▸ **TEXT EXCERPT**
2023 was an unprecedented year for groundwater recharge in California. Farmers, irrigations districts, government agencies, environmentalists and others cooperated as never before and improved statewide water supplies at low cost.

Improved cooperation between San Francisco and agricultural interests is also the key to restoring Hetch Hetchy Valley at low cost.

2023 was a very wet year, of course, which always helps to restore supplies stored both above and below ground.

But improvements in recharge in 2023 were also the result of deliberate management actions – as well as California’s Sustainable Groundwater Management Act, passed in 2014.

These improvements were highlighted by the presenters at last week’s Flood MAR (managed aquifer recharge) conference. The conference featured inspiring stories of farmers throughout the Central Valley flooding their fields with excess flows to recharge groundwater for their own, as well as their neighbors’, benefit.

Flood MAR is doing great work. The level of cooperation between water agencies, farmers, state government et al. is impressive.

Such recharge may seem like an obvious thing to do, and it’s ok to be frustrated that it has taken so long. But it is not as simple as one might think:

  • Most farmers are small businesspeople. When they spread water on their fields, and especially in orchards, they worry about long term damage to their crops. Trees can die if their roots are flooded for too long;
  • Sandy soils are much more conducive to recharge than other types of ground;
  • Groundwater moves beneath the surface so much of the benefit goes to others; and
  • Permitting can be onerous – some applications require 250 pages and the work of lawyers (who do not work for free).

Last May, Governor Newsom issued an Executive Order lifting the regulatory burden for many. In some cases, it is obvious that regulations get in the way. But it is also important for the health of our rivers and wetlands that reasonable limits be applied to how much and when water can be diverted. So it is less simple than we might like to get it right.

▸ **GIVEN ENTRIES**
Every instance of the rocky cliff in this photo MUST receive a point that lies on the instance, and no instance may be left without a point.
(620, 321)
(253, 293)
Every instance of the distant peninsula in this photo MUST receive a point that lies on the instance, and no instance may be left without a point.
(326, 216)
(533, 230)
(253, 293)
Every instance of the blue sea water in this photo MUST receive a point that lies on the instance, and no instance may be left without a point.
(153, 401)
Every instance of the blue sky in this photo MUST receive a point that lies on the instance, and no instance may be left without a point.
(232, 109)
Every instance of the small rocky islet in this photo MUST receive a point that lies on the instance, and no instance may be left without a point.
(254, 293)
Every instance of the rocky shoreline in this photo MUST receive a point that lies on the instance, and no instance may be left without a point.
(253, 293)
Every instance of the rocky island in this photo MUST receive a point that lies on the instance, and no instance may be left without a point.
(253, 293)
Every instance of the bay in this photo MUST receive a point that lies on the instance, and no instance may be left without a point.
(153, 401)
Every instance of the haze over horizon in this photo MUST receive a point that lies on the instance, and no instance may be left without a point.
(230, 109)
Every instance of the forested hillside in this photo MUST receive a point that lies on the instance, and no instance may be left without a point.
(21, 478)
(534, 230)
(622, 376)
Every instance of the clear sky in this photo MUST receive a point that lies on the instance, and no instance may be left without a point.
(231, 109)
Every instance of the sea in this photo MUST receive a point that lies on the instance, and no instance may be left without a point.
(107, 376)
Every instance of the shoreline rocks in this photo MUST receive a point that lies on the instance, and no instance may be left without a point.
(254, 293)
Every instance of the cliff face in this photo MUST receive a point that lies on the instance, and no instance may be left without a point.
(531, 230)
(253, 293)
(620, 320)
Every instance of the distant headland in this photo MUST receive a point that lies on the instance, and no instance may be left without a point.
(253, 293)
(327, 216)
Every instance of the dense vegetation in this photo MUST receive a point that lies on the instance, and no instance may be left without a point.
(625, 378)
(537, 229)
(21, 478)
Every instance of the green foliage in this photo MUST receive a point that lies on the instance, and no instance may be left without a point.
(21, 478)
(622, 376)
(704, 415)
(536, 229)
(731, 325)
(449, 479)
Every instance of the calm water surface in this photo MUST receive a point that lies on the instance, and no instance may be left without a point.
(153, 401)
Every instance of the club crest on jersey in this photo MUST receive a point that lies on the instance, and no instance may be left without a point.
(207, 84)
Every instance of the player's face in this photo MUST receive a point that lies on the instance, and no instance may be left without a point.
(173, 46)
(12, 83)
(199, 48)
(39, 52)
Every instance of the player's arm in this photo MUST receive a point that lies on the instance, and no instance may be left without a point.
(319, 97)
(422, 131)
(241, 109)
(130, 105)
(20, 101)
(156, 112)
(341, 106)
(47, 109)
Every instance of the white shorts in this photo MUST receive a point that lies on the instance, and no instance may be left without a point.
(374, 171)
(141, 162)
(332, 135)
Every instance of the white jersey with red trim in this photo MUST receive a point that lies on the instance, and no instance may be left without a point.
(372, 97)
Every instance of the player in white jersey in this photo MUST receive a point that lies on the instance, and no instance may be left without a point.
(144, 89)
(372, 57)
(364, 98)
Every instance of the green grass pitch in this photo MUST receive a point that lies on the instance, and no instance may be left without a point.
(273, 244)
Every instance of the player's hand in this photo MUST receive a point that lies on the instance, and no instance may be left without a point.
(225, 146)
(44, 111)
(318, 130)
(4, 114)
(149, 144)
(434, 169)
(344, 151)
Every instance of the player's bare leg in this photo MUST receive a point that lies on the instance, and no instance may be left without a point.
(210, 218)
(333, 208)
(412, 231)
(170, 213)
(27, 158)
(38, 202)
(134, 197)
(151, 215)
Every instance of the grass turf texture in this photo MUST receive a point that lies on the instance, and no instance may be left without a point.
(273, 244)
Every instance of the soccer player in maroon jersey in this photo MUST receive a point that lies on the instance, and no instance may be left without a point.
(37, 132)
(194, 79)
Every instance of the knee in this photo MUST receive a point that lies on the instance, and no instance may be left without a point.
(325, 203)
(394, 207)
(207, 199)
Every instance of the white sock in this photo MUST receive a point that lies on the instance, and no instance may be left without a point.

▸ **TASK STATEMENT**
In the groundwater recharge text, what year did California pass its Sustainable Groundwater Management Act? The listing comes from a different source than the text.

▸ **EXPECTED ANSWER**
2014